Dec 27 '11 Hardware & Networks, Purchasing, Software Comments Off

This is the third of a four part series on how to get the best tech for your needs at the best price. If you haven’t already, you might want to read Part 1- Figure Out What You Need or Part 2 -Find the Best Items for Your Needs .

Part 3 – Find the Best Price from a Source You Can Trust
Once you’ve decided what you need, the next step is to figure out where to buy it. But how do you find the best price? And how do you find a vendor you can trust? This post will give you some ideas on how to do both and some resources to get you started.

The process for gettign the best price frrom a vendor you can trust

Finding the Best Price
There are many price comparison sites available, and you can now even search directly for products from most major search engines. Check our resources page for links.  Here are some suggestions to make sure you get the best price:

  • Use more than one search tool: Different methods will search a different set of vendors. This is especially important if you’re searching for older or more obscure products.
  • Sort by lowest total price for new items: Often the results aren’t sorted by price. Sometimes used  items are included in the results. Be careful of prices that seem too good to be true, though. They usually are! See below for more hints.

» **Dataset extract**
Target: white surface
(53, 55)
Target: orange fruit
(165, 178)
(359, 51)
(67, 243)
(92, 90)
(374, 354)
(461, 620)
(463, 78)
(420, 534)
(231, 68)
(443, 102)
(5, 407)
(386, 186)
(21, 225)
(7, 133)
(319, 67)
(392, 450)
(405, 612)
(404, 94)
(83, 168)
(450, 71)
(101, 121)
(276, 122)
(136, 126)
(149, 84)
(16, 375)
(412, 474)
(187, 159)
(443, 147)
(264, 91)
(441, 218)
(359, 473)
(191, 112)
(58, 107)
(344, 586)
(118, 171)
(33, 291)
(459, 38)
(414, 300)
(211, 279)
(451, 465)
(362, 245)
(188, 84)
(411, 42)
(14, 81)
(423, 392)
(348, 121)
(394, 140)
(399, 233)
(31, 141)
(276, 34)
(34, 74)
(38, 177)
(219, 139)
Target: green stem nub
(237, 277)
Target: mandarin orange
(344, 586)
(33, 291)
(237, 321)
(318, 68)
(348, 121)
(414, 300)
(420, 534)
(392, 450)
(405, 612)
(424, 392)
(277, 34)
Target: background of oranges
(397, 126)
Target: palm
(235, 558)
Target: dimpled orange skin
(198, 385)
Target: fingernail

» **Set of tasks**
- 1) Summarize the tech-buying post in two sentences.
- 2) Duplicate the passage of the tech-buying post starting at "Part 3 – Find" and ending at "get you started.".
The entries are not used for anything here.

» **In response**
- 1) This third part of a four-part series on getting the best tech for your needs at the best price explains how to figure out where to buy once you know what you need, including how to find the best price and a vendor you can trust. For the best price, it recommends using more than one search tool, because different methods search different vendors, and sorting new items by lowest total price while being careful of prices that seem too good to be true.

- 2)
Part 3 – Find the Best Price from a Source You Can Trust
Once you’ve decided what you need, the next step is to figure out where to buy it. But how do you find the best price? And how do you find a vendor you can trust? This post will give you some ideas on how to do both and some resources to get you started.